Write out these lines in full, from the line with "of the short" through the last line, and shift every point coordinate by adding 24 to both its x and y values.
▽
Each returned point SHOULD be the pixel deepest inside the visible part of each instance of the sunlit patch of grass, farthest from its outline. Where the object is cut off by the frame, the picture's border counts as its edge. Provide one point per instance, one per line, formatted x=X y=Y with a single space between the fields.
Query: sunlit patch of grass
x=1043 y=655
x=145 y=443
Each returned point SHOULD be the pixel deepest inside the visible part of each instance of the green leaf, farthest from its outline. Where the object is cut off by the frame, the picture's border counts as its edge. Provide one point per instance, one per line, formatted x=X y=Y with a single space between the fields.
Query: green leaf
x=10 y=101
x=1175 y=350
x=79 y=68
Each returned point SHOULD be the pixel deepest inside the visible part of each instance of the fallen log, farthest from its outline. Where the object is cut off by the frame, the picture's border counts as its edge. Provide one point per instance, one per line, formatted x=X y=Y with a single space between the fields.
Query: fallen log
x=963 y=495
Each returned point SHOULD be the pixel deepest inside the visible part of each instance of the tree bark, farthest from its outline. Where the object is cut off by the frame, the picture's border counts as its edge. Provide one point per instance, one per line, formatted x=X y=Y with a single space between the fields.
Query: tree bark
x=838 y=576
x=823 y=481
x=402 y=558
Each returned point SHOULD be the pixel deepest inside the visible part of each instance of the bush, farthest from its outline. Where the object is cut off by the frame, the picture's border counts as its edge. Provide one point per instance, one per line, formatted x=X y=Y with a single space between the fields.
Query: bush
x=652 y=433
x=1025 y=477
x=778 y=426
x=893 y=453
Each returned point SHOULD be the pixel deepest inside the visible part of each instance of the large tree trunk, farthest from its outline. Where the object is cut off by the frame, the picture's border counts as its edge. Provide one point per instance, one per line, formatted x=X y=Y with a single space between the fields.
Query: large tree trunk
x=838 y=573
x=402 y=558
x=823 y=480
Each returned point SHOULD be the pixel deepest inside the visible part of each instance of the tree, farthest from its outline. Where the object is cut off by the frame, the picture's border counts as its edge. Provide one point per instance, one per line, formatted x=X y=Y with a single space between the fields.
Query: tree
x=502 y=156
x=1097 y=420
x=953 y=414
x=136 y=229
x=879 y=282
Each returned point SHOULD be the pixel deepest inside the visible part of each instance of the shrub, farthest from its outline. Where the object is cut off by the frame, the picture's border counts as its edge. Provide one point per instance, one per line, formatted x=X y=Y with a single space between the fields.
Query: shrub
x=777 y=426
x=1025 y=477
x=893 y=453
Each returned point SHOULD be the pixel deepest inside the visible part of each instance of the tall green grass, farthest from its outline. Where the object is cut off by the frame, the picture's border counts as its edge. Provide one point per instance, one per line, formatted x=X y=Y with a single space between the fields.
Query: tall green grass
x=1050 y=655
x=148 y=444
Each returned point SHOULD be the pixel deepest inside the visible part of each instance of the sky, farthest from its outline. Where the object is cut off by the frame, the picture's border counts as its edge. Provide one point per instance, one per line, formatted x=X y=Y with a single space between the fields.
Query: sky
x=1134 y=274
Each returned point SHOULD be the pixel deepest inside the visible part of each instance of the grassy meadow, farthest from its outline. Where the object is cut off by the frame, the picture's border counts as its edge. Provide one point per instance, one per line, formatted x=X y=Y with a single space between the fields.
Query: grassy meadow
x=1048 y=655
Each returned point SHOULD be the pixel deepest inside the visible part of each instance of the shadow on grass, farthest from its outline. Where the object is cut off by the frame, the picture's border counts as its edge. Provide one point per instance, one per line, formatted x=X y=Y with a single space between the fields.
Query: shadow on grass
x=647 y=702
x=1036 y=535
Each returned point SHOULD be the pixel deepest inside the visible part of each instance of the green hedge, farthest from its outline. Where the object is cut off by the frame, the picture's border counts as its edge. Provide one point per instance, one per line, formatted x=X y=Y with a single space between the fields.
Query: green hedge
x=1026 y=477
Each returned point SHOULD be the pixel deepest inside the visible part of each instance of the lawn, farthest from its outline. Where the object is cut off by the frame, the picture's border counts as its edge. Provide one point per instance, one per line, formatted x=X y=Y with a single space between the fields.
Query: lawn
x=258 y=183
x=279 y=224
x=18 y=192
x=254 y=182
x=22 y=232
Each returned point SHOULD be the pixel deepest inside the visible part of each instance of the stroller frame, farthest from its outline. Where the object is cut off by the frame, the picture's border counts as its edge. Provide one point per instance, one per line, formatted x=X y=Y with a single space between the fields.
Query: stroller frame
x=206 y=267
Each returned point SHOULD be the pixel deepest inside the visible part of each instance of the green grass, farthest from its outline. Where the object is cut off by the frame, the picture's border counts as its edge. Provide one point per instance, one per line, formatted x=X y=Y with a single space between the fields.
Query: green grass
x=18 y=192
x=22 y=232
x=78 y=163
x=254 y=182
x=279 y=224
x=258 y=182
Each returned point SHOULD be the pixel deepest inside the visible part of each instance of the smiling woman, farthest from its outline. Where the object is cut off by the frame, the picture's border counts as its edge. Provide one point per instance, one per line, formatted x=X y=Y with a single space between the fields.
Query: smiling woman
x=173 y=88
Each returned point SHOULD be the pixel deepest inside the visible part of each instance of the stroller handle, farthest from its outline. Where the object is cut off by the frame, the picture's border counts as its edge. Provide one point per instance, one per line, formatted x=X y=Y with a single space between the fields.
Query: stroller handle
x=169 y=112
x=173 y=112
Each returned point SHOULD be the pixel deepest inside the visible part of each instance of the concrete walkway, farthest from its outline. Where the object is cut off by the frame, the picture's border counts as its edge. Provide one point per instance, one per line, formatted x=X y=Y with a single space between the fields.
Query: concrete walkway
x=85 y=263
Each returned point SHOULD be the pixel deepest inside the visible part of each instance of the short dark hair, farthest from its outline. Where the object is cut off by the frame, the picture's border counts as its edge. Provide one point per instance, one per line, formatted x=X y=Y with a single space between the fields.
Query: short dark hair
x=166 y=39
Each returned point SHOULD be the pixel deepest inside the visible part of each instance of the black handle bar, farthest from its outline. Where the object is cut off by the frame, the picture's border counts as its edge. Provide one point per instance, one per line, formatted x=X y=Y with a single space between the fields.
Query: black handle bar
△
◆ Answer ◆
Each returned point SHOULD be the pixel deepest inside the visible part of each instance of the short dark hair, farthest from its outline. Where the object is cut off by the frame, the picture's border counts as its edge. Provide one point per instance, one per line, formatted x=X y=Y with a single space between the fields.
Query: short dark hair
x=190 y=63
Each returned point SHOULD be the pixel deepest inside the visible part of each instance of the black handle bar, farthest from its outline. Where the object is cut off by the frame, the picture's border counts as its edge. Provide one point per instance, one per line, formatted x=X y=Y with a single space between the fields.
Query: black handle bar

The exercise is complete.